### [What this task involves]
Search the records below for "denim" and copy every line it turns up in.

:::

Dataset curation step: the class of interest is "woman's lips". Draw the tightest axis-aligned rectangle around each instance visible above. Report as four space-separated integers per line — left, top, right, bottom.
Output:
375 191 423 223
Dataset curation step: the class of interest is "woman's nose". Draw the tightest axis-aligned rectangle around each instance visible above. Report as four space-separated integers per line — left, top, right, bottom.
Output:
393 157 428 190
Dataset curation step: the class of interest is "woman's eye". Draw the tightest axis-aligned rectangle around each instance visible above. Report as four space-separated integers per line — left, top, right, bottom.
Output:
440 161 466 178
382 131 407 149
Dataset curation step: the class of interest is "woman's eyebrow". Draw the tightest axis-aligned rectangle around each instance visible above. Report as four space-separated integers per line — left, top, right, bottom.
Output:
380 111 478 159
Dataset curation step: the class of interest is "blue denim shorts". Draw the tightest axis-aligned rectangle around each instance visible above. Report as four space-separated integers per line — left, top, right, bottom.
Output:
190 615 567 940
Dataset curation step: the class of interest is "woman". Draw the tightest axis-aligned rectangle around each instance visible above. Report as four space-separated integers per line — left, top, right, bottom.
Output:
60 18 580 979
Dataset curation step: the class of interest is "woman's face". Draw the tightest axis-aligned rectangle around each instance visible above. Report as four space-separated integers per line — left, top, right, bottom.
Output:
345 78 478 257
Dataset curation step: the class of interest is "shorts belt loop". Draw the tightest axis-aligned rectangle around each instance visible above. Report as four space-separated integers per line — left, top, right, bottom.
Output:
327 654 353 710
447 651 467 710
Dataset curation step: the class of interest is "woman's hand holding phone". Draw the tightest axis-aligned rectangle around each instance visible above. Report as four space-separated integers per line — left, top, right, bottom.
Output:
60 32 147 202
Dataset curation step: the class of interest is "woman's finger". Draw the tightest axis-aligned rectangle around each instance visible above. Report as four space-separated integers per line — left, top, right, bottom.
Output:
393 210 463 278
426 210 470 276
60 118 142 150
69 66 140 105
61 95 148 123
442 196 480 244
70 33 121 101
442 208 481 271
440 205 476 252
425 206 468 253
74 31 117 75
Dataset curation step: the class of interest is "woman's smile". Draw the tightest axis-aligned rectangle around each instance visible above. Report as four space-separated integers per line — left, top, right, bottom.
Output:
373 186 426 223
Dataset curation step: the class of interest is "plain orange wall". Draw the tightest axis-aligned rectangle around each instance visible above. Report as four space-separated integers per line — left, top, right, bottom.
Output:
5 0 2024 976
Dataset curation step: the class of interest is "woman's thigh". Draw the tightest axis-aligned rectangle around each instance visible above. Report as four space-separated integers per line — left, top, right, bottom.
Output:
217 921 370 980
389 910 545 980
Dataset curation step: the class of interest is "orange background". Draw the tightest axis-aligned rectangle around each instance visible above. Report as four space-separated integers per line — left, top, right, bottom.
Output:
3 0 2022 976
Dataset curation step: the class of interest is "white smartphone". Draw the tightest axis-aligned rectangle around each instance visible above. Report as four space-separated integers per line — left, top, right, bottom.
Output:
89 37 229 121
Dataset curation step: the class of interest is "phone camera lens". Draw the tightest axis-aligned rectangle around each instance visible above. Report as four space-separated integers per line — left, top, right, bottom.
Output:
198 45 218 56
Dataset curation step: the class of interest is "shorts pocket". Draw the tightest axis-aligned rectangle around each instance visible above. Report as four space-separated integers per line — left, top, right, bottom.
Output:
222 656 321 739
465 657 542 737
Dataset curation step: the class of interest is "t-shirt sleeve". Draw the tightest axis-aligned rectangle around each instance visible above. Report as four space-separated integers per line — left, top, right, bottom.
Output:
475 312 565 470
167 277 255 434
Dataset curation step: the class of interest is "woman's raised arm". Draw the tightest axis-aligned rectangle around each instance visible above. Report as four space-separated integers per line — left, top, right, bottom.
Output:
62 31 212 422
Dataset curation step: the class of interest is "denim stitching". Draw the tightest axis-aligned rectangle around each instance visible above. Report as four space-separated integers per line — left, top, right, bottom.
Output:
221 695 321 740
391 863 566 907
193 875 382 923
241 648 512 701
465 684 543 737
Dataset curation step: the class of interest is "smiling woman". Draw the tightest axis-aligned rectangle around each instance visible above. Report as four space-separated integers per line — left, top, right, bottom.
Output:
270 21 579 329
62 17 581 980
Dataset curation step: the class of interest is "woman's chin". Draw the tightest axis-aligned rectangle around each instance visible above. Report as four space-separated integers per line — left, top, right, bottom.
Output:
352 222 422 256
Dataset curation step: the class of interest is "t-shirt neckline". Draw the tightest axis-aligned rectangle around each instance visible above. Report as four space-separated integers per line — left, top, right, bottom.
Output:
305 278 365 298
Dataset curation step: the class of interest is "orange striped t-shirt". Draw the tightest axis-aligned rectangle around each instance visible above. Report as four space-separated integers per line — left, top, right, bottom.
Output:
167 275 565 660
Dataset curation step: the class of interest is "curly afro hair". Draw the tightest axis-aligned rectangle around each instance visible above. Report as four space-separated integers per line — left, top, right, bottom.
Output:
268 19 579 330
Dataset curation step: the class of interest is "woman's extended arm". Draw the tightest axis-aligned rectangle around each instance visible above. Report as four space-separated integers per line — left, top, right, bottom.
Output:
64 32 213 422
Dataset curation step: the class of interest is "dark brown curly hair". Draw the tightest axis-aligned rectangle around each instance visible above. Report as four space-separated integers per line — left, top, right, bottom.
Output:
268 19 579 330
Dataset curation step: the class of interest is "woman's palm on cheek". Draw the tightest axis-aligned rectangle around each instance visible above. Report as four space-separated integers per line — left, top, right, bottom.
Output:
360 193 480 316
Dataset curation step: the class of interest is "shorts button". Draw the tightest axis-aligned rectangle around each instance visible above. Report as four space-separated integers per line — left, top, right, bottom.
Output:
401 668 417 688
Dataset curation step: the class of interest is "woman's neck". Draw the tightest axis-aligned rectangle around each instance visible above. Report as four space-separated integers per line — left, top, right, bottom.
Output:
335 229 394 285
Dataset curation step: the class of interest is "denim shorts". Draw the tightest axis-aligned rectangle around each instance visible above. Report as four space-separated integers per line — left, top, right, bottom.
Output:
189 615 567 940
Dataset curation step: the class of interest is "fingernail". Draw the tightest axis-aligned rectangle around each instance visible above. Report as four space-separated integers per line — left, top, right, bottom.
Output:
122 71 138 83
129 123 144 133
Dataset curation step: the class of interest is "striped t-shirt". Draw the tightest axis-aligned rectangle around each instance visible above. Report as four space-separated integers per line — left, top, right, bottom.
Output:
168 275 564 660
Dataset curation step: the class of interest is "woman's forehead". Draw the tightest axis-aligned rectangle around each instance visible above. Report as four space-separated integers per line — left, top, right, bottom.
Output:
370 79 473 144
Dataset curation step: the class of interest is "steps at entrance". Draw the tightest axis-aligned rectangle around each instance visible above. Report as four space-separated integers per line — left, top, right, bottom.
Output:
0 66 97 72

:::

### [Response to this exercise]
Dataset curation step: the class of interest is "blue denim shorts". Draw the tightest axis-aligned rectangle around each instance visible above. Report as four space-separated integers per line — left, top, right, bottom.
Dataset curation step: the class of interest is "denim stitching". Draw the tightest axis-aligned rectangle around each instance visible above. Report as four space-separated integers per line — left, top, right, bottom.
Dataset curation step: the class of interest is "denim shorts". Draw the tightest axis-aligned rectangle around each instance visible above. Report as four space-separated integers per line — left, top, right, bottom.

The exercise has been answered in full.